Nacionalización de YPF: el eterno retorno
Al no pretender ser magia negra -puesto que no procura hacer el mal, sino el bien-, la estatización de la economía está condenada al fracaso porque, tal como muestra la experiencia humana desde hace ya suficiente tiempo, sólo la brujería decididamente maléfica del mercado y el interés individual logran salirse con la suya.
En efecto, la nacionalización en América Latina puede y debe verse como un rito de fertilidad y de abundancia. Una danza propiciatoria para hacer lluvia en tiempo de sequía.
Equivale a la ceremonia con que los sioux de las praderas norteamericanas rogaban a sus deidades que sus partidas caza hallasen nutridos rebaños de bisontes. O a las que los chamanes de nuestras etnias amazónicas recurren para propiciar a sus congéneres buena caza o buena pesca y que no se los coma el tigre. Es pensamiento «mágico-distributivo», digamos, aplicado a la macroeconomía con vistas al desarrollo y la prosperidad de todos.
Pero al no pretender ser magia negra -puesto que no procura hacer el mal, sino el bien-, la nacionalización está condenada al fracaso porque, tal como muestra la experiencia humana desde hace ya suficiente tiempo, sólo la brujería decididamente maléfica del mercado y el interés individual logran salirse con la suya.

_Entradas de datos_
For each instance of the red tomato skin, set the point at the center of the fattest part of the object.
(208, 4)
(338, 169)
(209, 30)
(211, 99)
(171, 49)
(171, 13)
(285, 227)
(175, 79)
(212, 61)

==

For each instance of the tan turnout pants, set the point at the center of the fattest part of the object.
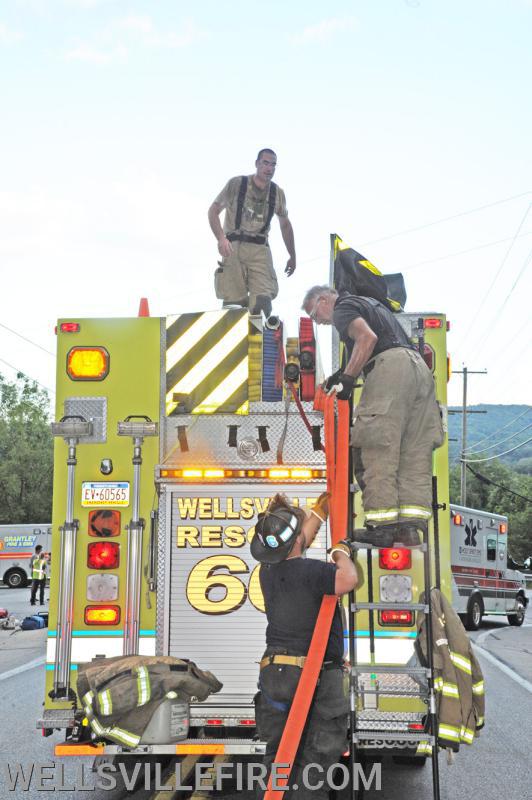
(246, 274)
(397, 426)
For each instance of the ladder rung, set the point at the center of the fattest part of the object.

_Tarea escrita_
Responda estas preguntas sobre el texto acerca de la nacionalización de YPF:
1. ¿Como qué clase de rito puede y debe verse la nacionalización en América Latina?
2. ¿Qué nombre recibe el pensamiento aplicado a la macroeconomía con vistas al desarrollo y la prosperidad de todos?
3. ¿Qué es lo único que logra salirse con la suya?
Las entradas no guardan relación con el texto.

_Respuesta del ejercicio_
1. Como un rito de fertilidad y de abundancia.
2. Pensamiento «mágico-distributivo».
3. La brujería decididamente maléfica del mercado y el interés individual.